_Source passage_
The challenge is that now we don’t have observables X_i to start with. All we have is a smooth function \rho from some manifold to some set of states. How can we pull observables out of thin air?

Well, you may remember that last time we had

\rho = \frac{1}{Z} e^{-\lambda^i X_i}

where \lambda^i were some functions on our manifold and

Z = \mathrm{tr}(e^{-\lambda^i X_i})

was the partition function. Let’s copy this idea.

So, we’ll start with our density matrix \rho, but then write it as

\rho = \frac{1}{Z} e^{-A}

where A is some self-adjoint operator and

Z = \mathrm{tr} (e^{-A})

(Note that A, like \rho, is really an operator-valued function on M. So, I should write something like A(x) to denote its value at a particular point x \in M, but I won’t usually do that. As usual, I expect some intelligence on your part!)

Now we can repeat some calculations I did last time. As before, let’s take the logarithm of \rho:

\mathrm{ln} \, \rho = -A - \mathrm{ln}\,  Z

and then differentiate it. Suppose \lambda^i are local coordinates near some point of M. Then

\frac{\partial}{\partial \lambda^i} \mathrm{ln}\, \rho = - \frac{\partial}{\partial \lambda^i} A - \frac{1}{Z} \frac{\partial }{\partial \lambda^i} Z

Last time we had nice formulas for both terms on the right-hand side above. To get similar formulas now, let’s define operators

X_i = \frac{\partial}{\partial \lambda^i} A

This gives a nice name to the first term on the right-hand side above. What about the second term? We can calculate it out:

\frac{1}{Z} \frac{\partial }{\partial \lambda^i} Z = \frac{1}{Z}  \frac{\partial }{\partial \lambda^i} \mathrm{tr}(e^{-A}) = \frac{1}{Z}  \mathrm{tr}(\frac{\partial }{\partial \lambda^i} e^{-A}) = - \frac{1}{Z}  \mathrm{tr}(e^{-A} \frac{\partial}{\partial \lambda^i} A)

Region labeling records
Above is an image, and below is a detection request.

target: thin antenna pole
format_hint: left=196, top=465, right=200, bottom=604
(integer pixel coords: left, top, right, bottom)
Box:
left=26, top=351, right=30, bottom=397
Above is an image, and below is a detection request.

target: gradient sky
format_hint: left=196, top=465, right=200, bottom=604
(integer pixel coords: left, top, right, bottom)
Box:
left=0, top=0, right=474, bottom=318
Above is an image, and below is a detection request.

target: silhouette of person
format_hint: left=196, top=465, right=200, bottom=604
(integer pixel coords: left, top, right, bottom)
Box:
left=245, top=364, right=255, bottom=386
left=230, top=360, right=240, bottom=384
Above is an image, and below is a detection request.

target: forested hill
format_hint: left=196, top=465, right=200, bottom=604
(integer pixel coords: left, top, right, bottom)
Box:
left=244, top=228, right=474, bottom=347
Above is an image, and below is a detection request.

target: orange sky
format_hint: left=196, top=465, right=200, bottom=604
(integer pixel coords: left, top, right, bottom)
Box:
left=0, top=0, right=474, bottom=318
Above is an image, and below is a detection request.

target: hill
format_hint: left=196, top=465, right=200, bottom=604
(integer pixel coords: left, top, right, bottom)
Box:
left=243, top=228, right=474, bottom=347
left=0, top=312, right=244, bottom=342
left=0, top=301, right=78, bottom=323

_Short problem 1_
In the passage on density matrices, which symbols are described as functions, or as operator-valued functions, on the manifold?
_Short problem 2_
Could you carry the density-matrix passage forward, starting after its final calculation of the second term?

_Result 1_
- \rho: a smooth function from the manifold to a set of states, and an operator-valued function on M
- A: an operator-valued function on M
- \lambda^i: functions on the manifold (in the earlier setup)

_Result 2_
where in the last step we use the chain rule. Next, use the definition of \rho and X_i, and get:

\frac{1}{Z} \frac{\partial }{\partial \lambda^i} Z = - \mathrm{tr}(\rho X_i) = - \langle X_i \rangle

This is just what we got last time! Ain’t it fun to calculate when it all works out so nicely?

So, putting both terms together, we see

\frac{\partial}{\partial \lambda^i} \mathrm{ln} \rho = - X_i + \langle X_i \rangle

or better:

X_i - \langle X_i \rangle = -\frac{\partial}{\partial \lambda^i} \mathrm{ln} \rho

This is a nice formula for the ‘fluctuation’ of the observables X_i, meaning how much they differ from their expected values. And it looks exactly like the formula we had last time! The difference is that last time we started out assuming we had a bunch of observables, X_i, and defined \rho to be the state maximizing the entropy subject to constraints on the expectation values of all these observables.
Now we’re starting with \rho and working backwards.

From here on out, it’s easy. As before, we can define g_{ij} to be the real part of the covariance matrix:

g_{ij} = \mathrm{Re} \langle (X_i - \langle X_i \rangle)  (X_j - \langle X_j \rangle)  \rangle

Using the formula

X_i - \langle X_i \rangle = -\frac{\partial}{\partial \lambda^i} \mathrm{ln} \rho

we get

g_{ij} = \mathrm{Re} \langle \frac{\partial \mathrm{ln} \rho}{\partial \lambda^i} \; \frac{\partial \mathrm{ln} \rho}{\partial \lambda^j} \rangle

or

g_{ij} = \mathrm{Re}\,\mathrm{tr}(\rho \; \frac{\partial \mathrm{ln} \rho}{\partial \lambda^i} \; \frac{\partial \mathrm{ln} \rho}{\partial \lambda^j})

Voilà!

When this matrix is positive definite at every point, we get a Riemanian metric on M. Last time I said this is what people call the ‘Bures metric’ — though frankly, now that I examine the formulas, I’m not so sure. But in the classical case, it’s called the Fisher information metric.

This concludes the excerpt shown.